- Raw data -
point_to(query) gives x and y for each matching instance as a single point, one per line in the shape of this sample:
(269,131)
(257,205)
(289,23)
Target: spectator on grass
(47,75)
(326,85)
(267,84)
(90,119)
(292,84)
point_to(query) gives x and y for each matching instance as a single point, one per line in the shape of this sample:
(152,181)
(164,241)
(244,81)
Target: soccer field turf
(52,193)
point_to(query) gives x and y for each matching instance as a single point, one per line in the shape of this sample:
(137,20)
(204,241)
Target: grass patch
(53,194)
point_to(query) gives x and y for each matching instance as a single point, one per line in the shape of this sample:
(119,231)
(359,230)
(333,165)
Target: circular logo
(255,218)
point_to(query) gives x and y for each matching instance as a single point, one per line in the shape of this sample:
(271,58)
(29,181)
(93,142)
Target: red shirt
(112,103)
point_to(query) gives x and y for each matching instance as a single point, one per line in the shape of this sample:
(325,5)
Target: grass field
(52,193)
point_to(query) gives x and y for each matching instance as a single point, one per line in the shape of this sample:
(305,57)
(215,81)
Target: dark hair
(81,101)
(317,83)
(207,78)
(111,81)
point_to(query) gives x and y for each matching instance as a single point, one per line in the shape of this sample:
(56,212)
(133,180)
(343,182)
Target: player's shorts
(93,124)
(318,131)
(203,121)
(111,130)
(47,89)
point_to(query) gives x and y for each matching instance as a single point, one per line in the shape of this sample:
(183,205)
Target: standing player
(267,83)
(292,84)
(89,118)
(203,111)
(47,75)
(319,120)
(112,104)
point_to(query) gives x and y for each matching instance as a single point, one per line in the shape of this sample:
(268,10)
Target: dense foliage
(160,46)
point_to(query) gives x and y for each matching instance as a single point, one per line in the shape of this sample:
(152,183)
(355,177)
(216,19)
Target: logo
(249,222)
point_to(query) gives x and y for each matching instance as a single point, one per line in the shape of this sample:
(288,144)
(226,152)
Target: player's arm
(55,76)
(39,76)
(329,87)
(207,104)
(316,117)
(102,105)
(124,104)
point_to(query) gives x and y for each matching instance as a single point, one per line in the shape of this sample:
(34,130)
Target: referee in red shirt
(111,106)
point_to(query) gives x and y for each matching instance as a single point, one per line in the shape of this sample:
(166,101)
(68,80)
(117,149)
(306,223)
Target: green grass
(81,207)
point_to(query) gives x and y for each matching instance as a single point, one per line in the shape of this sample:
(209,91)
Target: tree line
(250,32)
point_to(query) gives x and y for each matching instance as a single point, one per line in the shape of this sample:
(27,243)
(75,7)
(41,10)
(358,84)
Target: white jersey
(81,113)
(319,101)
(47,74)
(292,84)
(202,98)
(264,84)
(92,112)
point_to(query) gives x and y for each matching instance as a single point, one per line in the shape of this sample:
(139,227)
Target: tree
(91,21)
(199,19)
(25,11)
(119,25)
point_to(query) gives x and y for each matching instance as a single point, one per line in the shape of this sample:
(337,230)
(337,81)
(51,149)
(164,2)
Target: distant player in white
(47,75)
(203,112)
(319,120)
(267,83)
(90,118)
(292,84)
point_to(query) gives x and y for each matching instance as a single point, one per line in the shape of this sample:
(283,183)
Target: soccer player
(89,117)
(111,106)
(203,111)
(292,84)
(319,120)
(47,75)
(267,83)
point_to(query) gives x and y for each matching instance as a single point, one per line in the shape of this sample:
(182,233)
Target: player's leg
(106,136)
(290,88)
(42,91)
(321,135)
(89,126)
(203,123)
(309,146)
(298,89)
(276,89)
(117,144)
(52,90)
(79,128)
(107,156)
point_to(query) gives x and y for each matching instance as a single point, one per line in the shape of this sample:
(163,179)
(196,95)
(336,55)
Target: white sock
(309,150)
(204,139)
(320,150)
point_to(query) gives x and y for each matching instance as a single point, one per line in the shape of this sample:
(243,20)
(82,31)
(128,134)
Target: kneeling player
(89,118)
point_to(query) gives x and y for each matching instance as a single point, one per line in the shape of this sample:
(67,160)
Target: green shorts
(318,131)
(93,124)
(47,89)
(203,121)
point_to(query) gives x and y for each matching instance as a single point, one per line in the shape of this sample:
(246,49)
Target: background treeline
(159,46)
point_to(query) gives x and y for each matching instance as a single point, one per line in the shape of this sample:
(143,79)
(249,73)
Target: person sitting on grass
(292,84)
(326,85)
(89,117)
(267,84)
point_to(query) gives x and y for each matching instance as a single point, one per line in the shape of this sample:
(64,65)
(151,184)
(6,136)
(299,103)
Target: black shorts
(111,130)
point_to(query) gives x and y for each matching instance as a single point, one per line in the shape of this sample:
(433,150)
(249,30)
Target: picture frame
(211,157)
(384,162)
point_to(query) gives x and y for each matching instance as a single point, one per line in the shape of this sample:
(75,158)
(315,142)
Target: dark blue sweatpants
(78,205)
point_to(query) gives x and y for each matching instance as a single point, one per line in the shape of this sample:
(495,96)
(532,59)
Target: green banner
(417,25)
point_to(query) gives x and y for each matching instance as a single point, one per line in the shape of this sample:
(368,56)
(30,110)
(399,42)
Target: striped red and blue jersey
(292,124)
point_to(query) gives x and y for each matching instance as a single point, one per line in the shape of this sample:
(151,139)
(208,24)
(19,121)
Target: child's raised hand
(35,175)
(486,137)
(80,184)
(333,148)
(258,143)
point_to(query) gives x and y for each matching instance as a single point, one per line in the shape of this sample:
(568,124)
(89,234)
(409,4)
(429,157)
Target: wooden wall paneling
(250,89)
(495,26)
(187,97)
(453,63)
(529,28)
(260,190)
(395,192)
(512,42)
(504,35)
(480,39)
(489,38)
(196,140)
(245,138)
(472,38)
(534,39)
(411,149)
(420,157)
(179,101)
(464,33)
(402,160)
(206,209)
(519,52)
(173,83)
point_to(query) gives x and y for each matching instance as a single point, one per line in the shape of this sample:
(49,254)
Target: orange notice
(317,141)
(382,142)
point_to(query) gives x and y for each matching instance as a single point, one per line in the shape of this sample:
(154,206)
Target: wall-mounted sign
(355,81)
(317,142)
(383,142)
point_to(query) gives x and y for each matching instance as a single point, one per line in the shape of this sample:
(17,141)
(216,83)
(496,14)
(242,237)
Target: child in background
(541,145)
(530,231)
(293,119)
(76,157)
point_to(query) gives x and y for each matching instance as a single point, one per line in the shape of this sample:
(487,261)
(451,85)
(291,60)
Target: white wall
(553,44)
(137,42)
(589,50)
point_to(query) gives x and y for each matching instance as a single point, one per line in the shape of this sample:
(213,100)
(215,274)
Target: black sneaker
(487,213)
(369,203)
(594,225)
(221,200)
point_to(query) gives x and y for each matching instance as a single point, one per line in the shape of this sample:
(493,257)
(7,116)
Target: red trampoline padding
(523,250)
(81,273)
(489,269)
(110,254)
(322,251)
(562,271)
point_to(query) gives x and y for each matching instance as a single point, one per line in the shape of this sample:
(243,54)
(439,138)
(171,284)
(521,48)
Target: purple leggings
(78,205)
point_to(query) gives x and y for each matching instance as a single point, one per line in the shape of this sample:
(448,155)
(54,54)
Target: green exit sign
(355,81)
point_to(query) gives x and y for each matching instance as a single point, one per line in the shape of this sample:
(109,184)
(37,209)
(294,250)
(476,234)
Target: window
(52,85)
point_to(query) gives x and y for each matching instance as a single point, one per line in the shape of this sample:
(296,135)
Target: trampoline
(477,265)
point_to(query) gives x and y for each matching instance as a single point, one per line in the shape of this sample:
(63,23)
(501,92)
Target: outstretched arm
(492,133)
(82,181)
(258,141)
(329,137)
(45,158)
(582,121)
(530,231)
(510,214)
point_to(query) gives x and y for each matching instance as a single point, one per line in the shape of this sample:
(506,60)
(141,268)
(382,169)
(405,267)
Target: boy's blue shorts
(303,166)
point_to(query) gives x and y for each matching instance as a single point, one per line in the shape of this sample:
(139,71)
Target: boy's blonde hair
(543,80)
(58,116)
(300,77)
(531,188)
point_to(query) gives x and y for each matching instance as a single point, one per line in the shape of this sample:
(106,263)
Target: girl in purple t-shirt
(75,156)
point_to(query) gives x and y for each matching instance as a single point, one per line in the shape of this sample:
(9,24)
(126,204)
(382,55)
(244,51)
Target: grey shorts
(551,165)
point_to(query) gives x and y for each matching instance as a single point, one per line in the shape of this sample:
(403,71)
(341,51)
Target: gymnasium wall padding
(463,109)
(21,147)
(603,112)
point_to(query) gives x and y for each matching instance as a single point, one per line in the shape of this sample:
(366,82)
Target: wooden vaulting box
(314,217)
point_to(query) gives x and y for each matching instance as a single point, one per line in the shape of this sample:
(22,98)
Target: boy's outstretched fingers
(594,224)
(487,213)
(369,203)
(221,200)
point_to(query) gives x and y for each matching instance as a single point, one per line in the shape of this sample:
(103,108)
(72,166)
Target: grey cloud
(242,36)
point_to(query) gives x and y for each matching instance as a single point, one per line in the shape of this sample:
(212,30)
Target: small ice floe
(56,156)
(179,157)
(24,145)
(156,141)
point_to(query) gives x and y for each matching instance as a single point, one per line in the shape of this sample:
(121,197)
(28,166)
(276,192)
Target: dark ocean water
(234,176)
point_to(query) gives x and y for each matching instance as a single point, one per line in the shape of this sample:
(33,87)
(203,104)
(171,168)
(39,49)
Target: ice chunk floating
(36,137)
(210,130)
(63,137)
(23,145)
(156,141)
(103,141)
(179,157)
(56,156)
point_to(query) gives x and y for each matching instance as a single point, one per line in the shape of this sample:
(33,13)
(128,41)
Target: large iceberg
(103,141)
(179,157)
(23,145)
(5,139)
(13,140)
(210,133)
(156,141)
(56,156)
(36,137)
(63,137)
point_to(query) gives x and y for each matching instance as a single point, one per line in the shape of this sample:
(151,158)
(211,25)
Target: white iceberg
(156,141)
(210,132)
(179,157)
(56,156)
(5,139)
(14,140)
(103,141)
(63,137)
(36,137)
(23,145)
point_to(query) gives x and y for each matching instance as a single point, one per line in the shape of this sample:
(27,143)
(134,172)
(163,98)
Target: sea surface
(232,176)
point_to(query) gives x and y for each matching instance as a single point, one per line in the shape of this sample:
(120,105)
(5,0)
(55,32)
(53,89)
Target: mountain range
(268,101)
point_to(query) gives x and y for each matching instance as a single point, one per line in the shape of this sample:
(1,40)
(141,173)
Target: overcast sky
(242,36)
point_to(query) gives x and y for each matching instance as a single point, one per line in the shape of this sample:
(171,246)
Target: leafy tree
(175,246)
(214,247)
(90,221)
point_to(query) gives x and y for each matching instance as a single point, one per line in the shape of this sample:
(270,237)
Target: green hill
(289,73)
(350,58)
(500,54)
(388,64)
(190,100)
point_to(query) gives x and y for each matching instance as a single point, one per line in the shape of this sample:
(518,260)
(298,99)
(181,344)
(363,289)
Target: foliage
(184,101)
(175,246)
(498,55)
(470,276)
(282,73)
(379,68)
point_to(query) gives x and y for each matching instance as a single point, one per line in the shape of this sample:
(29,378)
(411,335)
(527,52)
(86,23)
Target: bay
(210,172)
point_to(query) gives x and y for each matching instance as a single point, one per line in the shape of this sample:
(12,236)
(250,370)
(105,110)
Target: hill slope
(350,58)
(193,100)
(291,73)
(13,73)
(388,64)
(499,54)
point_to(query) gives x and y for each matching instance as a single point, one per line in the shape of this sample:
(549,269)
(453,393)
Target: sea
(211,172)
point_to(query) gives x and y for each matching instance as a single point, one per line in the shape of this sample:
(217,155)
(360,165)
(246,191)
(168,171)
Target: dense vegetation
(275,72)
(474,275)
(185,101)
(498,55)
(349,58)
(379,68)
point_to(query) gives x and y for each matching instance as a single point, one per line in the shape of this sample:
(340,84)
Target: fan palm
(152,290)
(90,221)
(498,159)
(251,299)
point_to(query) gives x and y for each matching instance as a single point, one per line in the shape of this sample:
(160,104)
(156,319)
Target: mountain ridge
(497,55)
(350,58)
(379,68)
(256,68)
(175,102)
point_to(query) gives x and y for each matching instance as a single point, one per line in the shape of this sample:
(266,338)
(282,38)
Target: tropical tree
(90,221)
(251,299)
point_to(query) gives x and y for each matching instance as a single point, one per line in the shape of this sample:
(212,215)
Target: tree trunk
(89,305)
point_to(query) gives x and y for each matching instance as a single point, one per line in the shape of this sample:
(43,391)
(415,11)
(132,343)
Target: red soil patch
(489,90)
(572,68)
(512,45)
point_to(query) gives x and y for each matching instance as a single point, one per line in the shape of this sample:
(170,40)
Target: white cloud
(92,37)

- Stated problem -
Which lines in the rows above contain the string "shirt"? Copy each one in full, in its original order.

- Expected answer -
Target: red shirt
Target: referee in red shirt
Target: girl in purple t-shirt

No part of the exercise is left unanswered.